----- INFORMATION PROVIDED -----

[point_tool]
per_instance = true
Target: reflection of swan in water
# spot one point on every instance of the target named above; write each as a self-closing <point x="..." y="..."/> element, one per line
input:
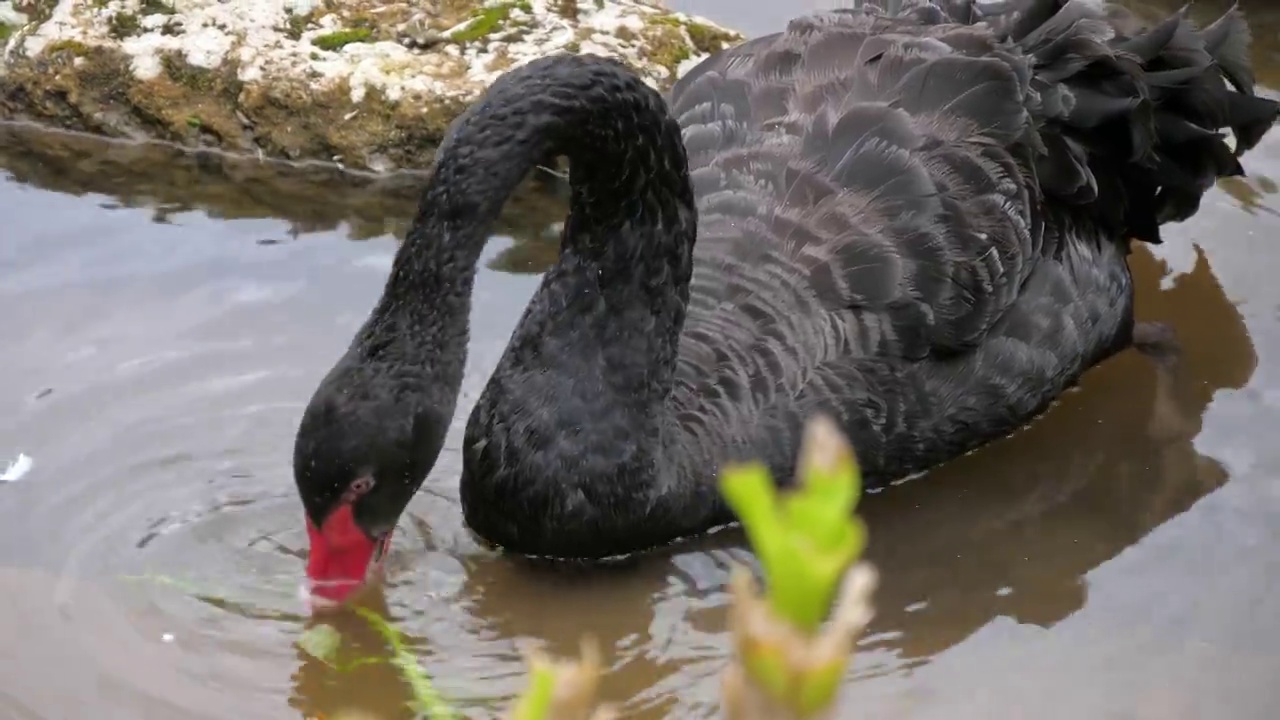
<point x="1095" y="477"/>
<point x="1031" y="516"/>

-----
----- INFORMATION PROVIDED -----

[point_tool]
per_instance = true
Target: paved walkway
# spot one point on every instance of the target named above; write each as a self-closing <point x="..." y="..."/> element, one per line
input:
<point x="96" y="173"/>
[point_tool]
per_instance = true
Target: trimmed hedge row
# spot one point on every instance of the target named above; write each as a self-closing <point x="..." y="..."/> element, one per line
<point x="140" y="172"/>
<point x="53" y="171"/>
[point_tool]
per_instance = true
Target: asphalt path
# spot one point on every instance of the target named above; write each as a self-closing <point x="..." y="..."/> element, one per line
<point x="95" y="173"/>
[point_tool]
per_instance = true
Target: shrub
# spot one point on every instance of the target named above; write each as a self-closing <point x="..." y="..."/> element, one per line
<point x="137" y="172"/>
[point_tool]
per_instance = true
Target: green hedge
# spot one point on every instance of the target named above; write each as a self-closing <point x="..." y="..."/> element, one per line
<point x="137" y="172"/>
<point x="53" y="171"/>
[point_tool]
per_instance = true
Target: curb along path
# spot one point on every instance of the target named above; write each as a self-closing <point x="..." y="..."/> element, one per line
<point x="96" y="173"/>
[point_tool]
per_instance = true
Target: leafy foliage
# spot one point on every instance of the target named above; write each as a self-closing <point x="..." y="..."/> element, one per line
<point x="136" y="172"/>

-----
----- INFORMATION PROVIDED -----

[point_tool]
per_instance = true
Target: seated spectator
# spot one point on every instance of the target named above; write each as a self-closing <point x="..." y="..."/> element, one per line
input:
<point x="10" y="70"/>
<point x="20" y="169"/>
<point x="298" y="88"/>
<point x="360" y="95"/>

-----

▸ WHAT THE TASK ASKS:
Select and copy each line from the data that includes the word "hedge".

▸ RESPONSE TO THIS TASK:
Target: trimmed hedge row
Target: green hedge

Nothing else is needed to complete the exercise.